**TUGAS LATIHAN**:
- 1) Jawablah pertanyaan berikut berdasarkan teks tentang berpikir kritis dalam pembelajaran IPS di bawah ini.
(a) Dampak seperti apa yang dibawa perubahan yang sangat cepat bagi kehidupan manusia?
(b) Apa tujuan utama pendidikan IPS?
(c) Pola berpikir yang semula berlandaskan teori hendak diarahkan menuju pola berpikir seperti apa?
- 2) Tentukan apakah setiap pernyataan berikut sesuai dengan teks tentang berpikir kritis dalam pembelajaran IPS di bawah ini. Jawab ya atau tidak, lalu kutip kata-kata teks yang menentukan jawabannya.
(a) Dunia pendidikan sudah mampu mengejar cepatnya arus perubahan.
(b) Pendidikan Ilmu Sosial menghadapi tuntutan perbaikan kualitas pendidikan dan tenaga kependidikan.
(c) Harapan untuk mengawal kehidupan sosial masyarakat masih digantungkan pada pendidikan.
- 3) Teruskan teks tentang berpikir kritis dalam pembelajaran IPS di bawah ini, mulai setelah kalimat terakhirnya.

**TEKS BACAAN**:
※
Wednesday, January 25, 2017

Published 8:33 PM by with 0 comment

Berpikir Kritis dalam Pembelajaran IPS di Era Global




Latar Belakang


Perubahan yang sangat cepat yang dialami masyarakat seiring dengan berkembangnya jaman yang dibarengi bertambahnya tingkat pemahaman dan juga pengetahuan manusia di bidang Sains dan Teknologi telah membawa banyak dampak bagi kehidupan manusia secara umum baik positif maupun negatif. Untuk mengiringi kemajuan yang berjalan sangat cepat samapai saat ini kita masih menggantungkan harapan pada pendidikan untuk tetap mengawal dan menjaga kehidupan sosial masyarakat yang terus berubah. Namun dunia pendidikan kita yang masih belum bisa mengejar cepatnya arus perubahan itu perlu disesuaikan dan jga dijaga sehingga tetap mampu menjawab tantangan dari perubahan dan kemajuan yang terus terjadi.
Dalam bidang pendidikan, Pendidikan Ilmu Sosial juga tidak lepas dari tantangan yang sangat keras yang berupa tuntutan akan adanya perbaikan kualitas pendidikan dan juga tenaga kependidikan. Melihat kondisi yang dihadapi dan memang harus dilewati tersebut maka sudah sepantasnya Pendidikan Ilmu Sosial mulai membenahi diri baik dari bergeser dari tatanan epistomologi kea rah pengembangan inovasi dan juga solusi bagi perkembangan pendidikan IPS ke depannya.  Dimana hal ini sangatlah sesuia dengan tujuam utama pendidikan IPS yaitu mempersiapkan warga negara yang dapt membuat keputusan reflektif dan berpartisipasi dengan sukses dalam kehidupan kewarganegaraandi lingkungan masyarakat, bangsa, dan negara.
Bertitik tolak pada permasalahan tersebut maka kami merasa perlu guna mengekstraksi beberapa inti dari pendidikan IPS khususnya mengenai perubahan pola berpikir yang awalnya masih berlandaskan kepada teori menuju ke arah pola berpikir kritis dan juga kreatif sehingga selain mampu menghasilkan inovasi dan juga pembaharauan hal ini juga akan membawa dampak yang sangat positif bagi peserta didik yang masih dalam tahap perkembangan. Untuk itu kami mencoba memaparkan bagaimana berpikir kritis dalam pembelajaran IPS sehingga tidak hanya membebani siswa akan maeri namun juga kita juga bisa mengasah pemikiran peserta didik guna terbiasa melatih pikirannya.
※
**CUPLIKAN DATA**:

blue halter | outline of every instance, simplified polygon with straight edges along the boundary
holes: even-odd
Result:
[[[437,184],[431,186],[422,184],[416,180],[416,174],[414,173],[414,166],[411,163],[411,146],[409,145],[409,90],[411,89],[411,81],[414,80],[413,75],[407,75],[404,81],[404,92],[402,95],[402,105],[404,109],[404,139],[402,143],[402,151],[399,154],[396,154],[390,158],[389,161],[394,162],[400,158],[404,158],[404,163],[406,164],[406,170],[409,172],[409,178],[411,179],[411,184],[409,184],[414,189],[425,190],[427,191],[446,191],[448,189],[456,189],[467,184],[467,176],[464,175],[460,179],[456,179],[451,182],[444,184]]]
※
**JAWABAN TUGAS**:
- 1)
(a) Perubahan itu membawa banyak dampak bagi kehidupan manusia secara umum, baik positif maupun negatif.
(b) Tujuan utamanya adalah mempersiapkan warga negara yang dapat membuat keputusan reflektif dan berpartisipasi dengan sukses dalam kehidupan kewarganegaraan di lingkungan masyarakat, bangsa, dan negara.
(c) Pola berpikir itu diarahkan menuju pola berpikir kritis dan kreatif.

- 2)
(a) Tidak: "dunia pendidikan kita yang masih belum bisa mengejar cepatnya arus perubahan itu"
(b) Ya: "tuntutan akan adanya perbaikan kualitas pendidikan dan juga tenaga kependidikan"
(c) Ya: "kita masih menggantungkan harapan pada pendidikan untuk tetap mengawal dan menjaga kehidupan sosial masyarakat yang terus berubah"

- 3)
Hakekat Berpikir Kritis
Zaman ini berkembang demikian cepat, bahkan jauh lebih cepat dari perkiraan para ahli. Prediksi para ahli perancang masa depan sering meleset, karena dimensi permasalahan yang dihadapi manusia saat ini demikian kompeks.  Satu peristiwa sering bertautan dengan peristiwa lainnya, sehingga  tidak ada peristiwa yang berupa a single event. Untuk menyelesaikannya diperlukan berbagai pendekatan. Sebut saja, misalnya, peristiwa keagamaan hampir selalu terkait dengan masalah politik, sosial, budaya, dan bahkan ekonomi.
Karena pesatnya perkembangan, ada sebagian orang yang sanggup mengikutinya, ada sebagian lain yang gagal. Bagi yang sanggup, perkembangan pesat dianggap sebagai peluang yang bisa dimanfaatkan untuk memacu diri. Umumnya kelompok ini adalah orang-orang yang memiliki pengetahuan dan ketrampilan hidup yang memadai. Bagi yang tidak sanggup, zaman ini dianggap sebagai petaka, karena tidak memberikan peluang kepadanya, bahkan menyingkirkannya. Umumnya, kelompok ini diisi orang-orang yang tidak memiliki pengetahuan dan ketrampilan yang cukup.
Selain itu, zaman ini pula disebut sebagai zaman kompetisi atau persaingan. Implikasinya orang lain dianggap sebagai kompetitor dalam meraih cita-cita. Teman akrab ada kalanya bisa menjadi pesaing beratnya. Karena masing-masing saling berkompetisi, wajar jika kemudian ada pihak yang menang dan ada pula yang kalah.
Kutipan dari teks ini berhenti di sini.